▶ **AUFGABEN**
[1] Nenne alle Handlungen, die die Überschrift der nachstehenden Angelus-Meditation aufzählt.
[2] Beantworte mithilfe der nachstehenden Angelus-Meditation die folgenden Fragen:
(a) An welchem Ort fand die Meditation statt?
(b) Aus welchem Buch stammt die erste Lesung?
(c) Vor wie vielen Jahren erlebte die Nation die endgültige Zerstörung des Ghettos von Vilnius?

▶ **VORLIEGENDER TEXT**
===============

Den anderen anerkennen, Wunden heilen, Brücken bauen, Beziehungen knüpfen und einander helfen

Angelus-Meditation im Santakos-Park von Kaunas (Litauen), Sonntag, 23. September 2018.

Liebe Brüder und Schwestern,

die erste Lesung aus dem Buch der Weisheit spricht vom verfolgten Gerechten, von demjenigen, dessen bloße Gegenwart den Gottlosen stört. Der Gottlose wird als einer beschrieben, der die Armen unterdrückt, kein Mitleid mit den Witwen hat und die alten Menschen verachtet (vgl. 2, 10). Der Gottlose ist so anmaßend zu glauben, dass seine Stärke der Maßstab der Gerechtigkeit ist. Die Schwächsten unterwerfen, Gewalt in all ihren Formen anwenden, anderen eine Denkweise, eine Ideologie, eine Weltanschauung aufzwingen, Gewalt oder Unterdrückung anwenden, um diejenigen zu beugen, die einfach mit ihrem täglichen, ehrlichen, bescheidenen, fleißigen und hilfsbereiten Handeln zeigen, dass eine andere Welt, eine andere Gesellschaft möglich ist. Dem Gottlosen genügt nicht, dass er tut, was er will und sich von seinen Launen hinreißen lässt; er will nicht, dass seine Handlungsweise durch die Rechtschaffenheit der anderen hervortreten. Im Gottlosen versucht das Böse immer das Gute zu vernichten.

Vor fünfundsiebzig Jahren erlebte diese Nation die endgültige Zerstörung des Ghettos von Vilnius; in diesem Ereignis gipfelte die Vernichtung tausender von Juden, die bereits zwei Jahre zuvor begonnen hatte. Wie es im Buch der Weisheit heißt, ging das jüdische Volk durch Schmähungen und Qualen. Gedenken wir dieser Zeiten und bitten wir den Herrn, er möge uns die Gabe der Unterscheidung verleihen, sodass wir rechtzeitig ein neues Aufkeimen solch verderblicher Haltung erkennen – und alles, was die Herzen der Generationen verführt, die diese Zeit nicht erlebt haben und die manchmal versucht sind, solchem Sirenen-Gesang nachzulaufen.

===============

▶ **BEREITGESTELLTE DATEN**
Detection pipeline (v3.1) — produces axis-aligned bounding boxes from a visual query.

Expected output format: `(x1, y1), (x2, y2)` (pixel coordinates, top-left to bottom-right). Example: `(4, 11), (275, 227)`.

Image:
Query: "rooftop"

===============

▶ **LÖSUNGEN**
[1]
- den anderen anerkennen
- Wunden heilen
- Brücken bauen
- Beziehungen knüpfen
- einander helfen

[2]
(a) Im Santakos-Park von Kaunas (Litauen).
(b) Aus dem Buch der Weisheit.
(c) Vor fünfundsiebzig Jahren.